The same process can also be used with a Powered-Off motion system. In that case it shows the pure Mechanical nozzle-bed distance, allowing to find how much mechanically in / out of tram the bed corners are, the total amount of mechanical bed bowing + core XY surface 'saddle-ness', etc. This can be used, for instance, to flatten a bed with high temp tape, or make the bed as mechanically mean-parallel as possible across the whole coreXY surface.
Also, many people seem confused by what a printer's automatic Z compensation or "bed leveling" does. For single-Z-stepper printers like Bambus that can not auto mechanically level the bed's 4 corners (unlike a Voron), what it does is:
- makes the nozzle follow the bed shape by artificially Z-deforming the CoreXY-saddle surface the nozzle would otherwise mechanically follow (saddle shape because core XY rails are never 100% parallel / horizontal)
- digitally warps our parts' geometry so their bottom surface matches the bed shape, thus increasing the chance that the first layer is successful / good looking
But it does NOT make the bed flat (think about it). So, for engineering parts with tight flatness, parallelism, and dimension tolerances, ending up with a non-flat bottom surface is a NO-NO.
I design and print engineering parts. That's why I'll also use this technique at a future time in Power-Off mode, to tram and flatten my curled-up H2S bed. Indeed, Bambu doesn't recognize a bed bowing by close to 1mm as a problem, claiming that it is "in spec". Despite their Marketing's "Production & Engineering" claims for the H2 series, and selling a $140 Vision Encoder Calibration Plate for "50 micrometers precision". Yeah right, 0.05mm precision in XY but Z can go to lunch π
Anyway, anybody printing fidget toys, figurines, lifestyle parts, basic repair parts, etc, will likely never need to bother with such a technique. So don't sweat it π
Multisteps Feeler Gauge
The gauge consists in twenty 0.1mm steps, from 5mm to 6.9mm thick.
Print settings
- use ABS if planning to map with over 50°C bed temps. Otherwise PLA is fine
- 0.2 nozzle if want crisp text, 0.4 otherwise
- 0.12 layer height
- 4 walls, 6 top & bottom layers
- 30% sparse infill, adaptive cubic
Methodology
1. Preheat the bed
In my case the worst issue with the bed's back left corner was with ABS. So the bed was preheated to 90°C and left to soak for 30' before starting the measurements.
2. Home the XYZ motion system
Not sure that's a step on all printers, but it is a prerequisite on Bambus to take manual control of the X, Y and Z axis.
Once homed in, pick a corner of the bed as your 0,0 XY coordinate that also corresponds to the maximum X and Y range in that direction. I.e. that corner must be a hard XY stop for the motion system.
This way, if you lose count of where the head is while making measurements you can always come back to that fixed 0,0 hard stop. That will reset any lost-track-of XY offset, so you can start counting interval steps again back to where you were, without having to start over again.
On Bambu X/P/H series, and most Core XY printers, that XY end-of-range is either the front left or the front right bed corner. Not the back of the bed, as their Y axis extends way past the bed, as the head needs to reach the poop chute, nozzle wiper, etc.

Data block
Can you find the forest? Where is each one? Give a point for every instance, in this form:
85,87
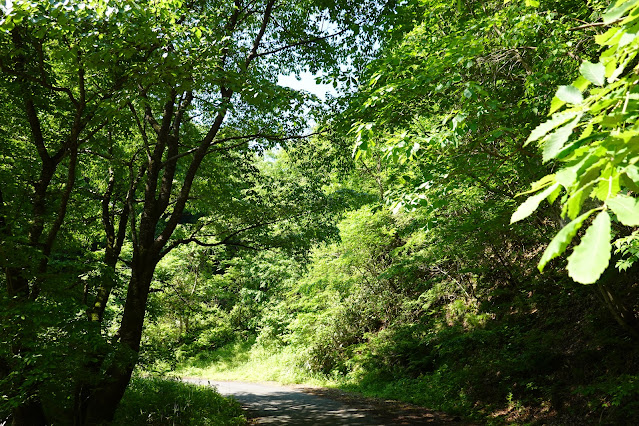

What is expected
Carry on the write-up about mapping a printer bed with the stepped feeler gauge, starting right after its final sentence.

Exercise result
Move the toolhead in the Z axis until the printer thinks the nozzle is 6mm above the bed. Then move the toolhead in X and Y until the nozzle is positioned at your 0,0 corner of choice.
3. Pick the XY grid interval for measurement, and prepare the spreadsheet
Although mapping Z distances every 10mm would result in a nice smooth visual map, it'd be 26x26 = 676 points for a 250x250mm bed. Good luck.
So, for the 340x320 bed of the H2S I picked a 40mm interval, for a total of 90 points. Here is the grid ready for measurement:
Then, later, I added a few more
points at 10mm intervals but only around areas of concern, like near my bed's curled up back left corner.
4 - Measure the distances
Starting at the 0,0 corner, measure the distance between the nozzle and the bed by sliding the gauge in until a slight resistance is felt.
The gauge must be held flat against the bed for proper feel. Each step on it corresponds to a flat ~7x10mm spot facing the bed.
The gauge increments go from 5mm (0) to 6.9mm (1.9) thickness. We don't care about the absolute distance, only about the variations between spots on the bed. That's why the gauge only displays 0, 0.1, 0.2 ... 1.8, 1.9 text.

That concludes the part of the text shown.